===== Article =====

The first three miles of river, between the Martling and Hustleville bridges, consist of easy class II/III- warmup rapids. However river-wide log jams are common, so keep an eye out if you haven't been down recently.
After you pass under the Hustleville bridge, eddy out on the river left bank to scout the main attraction, Short Creek Falls. If you wash too far downstream the bank becomes a bluff and blocks your exit.
After you get bored of the falls, a few class II-III boogie rapids follow. Keep an eye on the scenery ahead; when you see a sheer cliff face ahead on the right as the river bends left, Grotto Falls is coming up. Following a small slide and ledge combo, beach yourself on the large rock outcropping that divides the flow to scout Grotto. The main line is just a couple feet to the left of the rock you landed on, an easy 8-footer with big boof potential. At low water, keep your boat angled right to miss a piton rock on the left side of this drop. This can also be run further river left as a double drop, just stay away from the undercut bank.
Immediately following Grotto Falls is the infamous Tornado Sluice, which has caused many swims over the years. The line is down the turbulent left channel, entering from either side of a rock which divides the flow. You want to be on the right side of the chute as you finish off, angling downriver, to avoid the recirculating eddy and rock wall at the bottom left. If you get pushed into the wall, just ride it out and roll up before the creek gets too shallow.

=====

The tasks:
a - In the river description, what rapid comes right after Grotto Falls?
b - Reproduce a stretch of the river description, beginning at the words "After you pass" and stopping after "the undercut bank.".

===== Provided information =====

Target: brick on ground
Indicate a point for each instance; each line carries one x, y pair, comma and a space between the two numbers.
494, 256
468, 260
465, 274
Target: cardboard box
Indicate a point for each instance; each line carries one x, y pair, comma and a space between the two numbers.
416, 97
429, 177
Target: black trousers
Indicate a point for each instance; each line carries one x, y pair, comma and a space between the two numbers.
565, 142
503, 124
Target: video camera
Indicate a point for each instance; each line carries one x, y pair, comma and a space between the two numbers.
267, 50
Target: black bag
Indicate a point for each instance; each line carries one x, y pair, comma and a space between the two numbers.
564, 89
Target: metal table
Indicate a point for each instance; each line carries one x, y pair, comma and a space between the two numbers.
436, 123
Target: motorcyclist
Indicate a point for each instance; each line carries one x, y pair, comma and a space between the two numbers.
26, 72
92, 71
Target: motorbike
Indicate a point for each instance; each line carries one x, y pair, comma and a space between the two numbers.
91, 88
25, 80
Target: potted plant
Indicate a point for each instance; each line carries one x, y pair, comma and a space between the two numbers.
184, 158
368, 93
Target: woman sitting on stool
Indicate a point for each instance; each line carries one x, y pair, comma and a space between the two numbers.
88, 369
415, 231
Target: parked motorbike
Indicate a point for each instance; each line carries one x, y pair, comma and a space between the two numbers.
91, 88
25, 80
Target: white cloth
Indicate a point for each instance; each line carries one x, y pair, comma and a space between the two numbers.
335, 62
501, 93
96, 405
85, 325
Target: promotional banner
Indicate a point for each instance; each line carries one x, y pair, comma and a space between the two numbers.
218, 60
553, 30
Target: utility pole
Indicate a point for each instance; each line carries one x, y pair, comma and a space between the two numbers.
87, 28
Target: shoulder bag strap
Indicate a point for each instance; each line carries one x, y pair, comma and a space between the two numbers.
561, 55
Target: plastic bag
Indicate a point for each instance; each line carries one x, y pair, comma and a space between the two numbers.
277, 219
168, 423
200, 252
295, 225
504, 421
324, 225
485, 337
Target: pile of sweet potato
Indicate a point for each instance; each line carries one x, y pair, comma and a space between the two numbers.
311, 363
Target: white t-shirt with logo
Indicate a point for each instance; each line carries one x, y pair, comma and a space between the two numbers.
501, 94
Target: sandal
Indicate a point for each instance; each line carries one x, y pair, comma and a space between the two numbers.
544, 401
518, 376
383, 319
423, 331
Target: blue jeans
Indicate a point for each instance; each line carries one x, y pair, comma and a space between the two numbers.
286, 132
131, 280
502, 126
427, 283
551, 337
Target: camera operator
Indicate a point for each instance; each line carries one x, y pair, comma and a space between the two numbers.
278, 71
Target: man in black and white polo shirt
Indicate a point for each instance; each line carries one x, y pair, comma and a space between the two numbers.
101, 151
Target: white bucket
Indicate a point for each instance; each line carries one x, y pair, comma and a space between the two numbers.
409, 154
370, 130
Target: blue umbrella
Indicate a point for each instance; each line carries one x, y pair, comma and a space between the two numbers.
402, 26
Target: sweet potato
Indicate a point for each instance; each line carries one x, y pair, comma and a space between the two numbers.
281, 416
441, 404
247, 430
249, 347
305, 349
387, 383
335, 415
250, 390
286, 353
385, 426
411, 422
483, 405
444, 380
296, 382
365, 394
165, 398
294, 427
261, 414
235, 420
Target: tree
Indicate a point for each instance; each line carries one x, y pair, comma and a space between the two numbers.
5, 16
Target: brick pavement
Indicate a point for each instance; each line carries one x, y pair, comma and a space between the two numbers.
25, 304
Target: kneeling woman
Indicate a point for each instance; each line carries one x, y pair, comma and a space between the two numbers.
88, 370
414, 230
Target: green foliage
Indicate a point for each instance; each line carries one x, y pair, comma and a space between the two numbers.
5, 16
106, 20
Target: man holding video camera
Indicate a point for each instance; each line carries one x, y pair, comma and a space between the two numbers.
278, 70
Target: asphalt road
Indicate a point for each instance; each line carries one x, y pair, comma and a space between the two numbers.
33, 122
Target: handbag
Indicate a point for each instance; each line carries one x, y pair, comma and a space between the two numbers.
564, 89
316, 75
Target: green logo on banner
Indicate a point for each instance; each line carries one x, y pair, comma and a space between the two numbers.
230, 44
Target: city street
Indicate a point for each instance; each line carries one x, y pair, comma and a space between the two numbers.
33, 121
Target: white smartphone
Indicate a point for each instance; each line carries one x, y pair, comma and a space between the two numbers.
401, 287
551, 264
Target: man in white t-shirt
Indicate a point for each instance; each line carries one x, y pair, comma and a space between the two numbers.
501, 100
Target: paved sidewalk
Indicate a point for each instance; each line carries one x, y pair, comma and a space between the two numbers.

=====

Answers for this exercise:
a - Tornado Sluice

b -
After you pass under the Hustleville bridge, eddy out on the river left bank to scout the main attraction, Short Creek Falls. If you wash too far downstream the bank becomes a bluff and blocks your exit.
After you get bored of the falls, a few class II-III boogie rapids follow. Keep an eye on the scenery ahead; when you see a sheer cliff face ahead on the right as the river bends left, Grotto Falls is coming up. Following a small slide and ledge combo, beach yourself on the large rock outcropping that divides the flow to scout Grotto. The main line is just a couple feet to the left of the rock you landed on, an easy 8-footer with big boof potential. At low water, keep your boat angled right to miss a piton rock on the left side of this drop. This can also be run further river left as a double drop, just stay away from the undercut bank.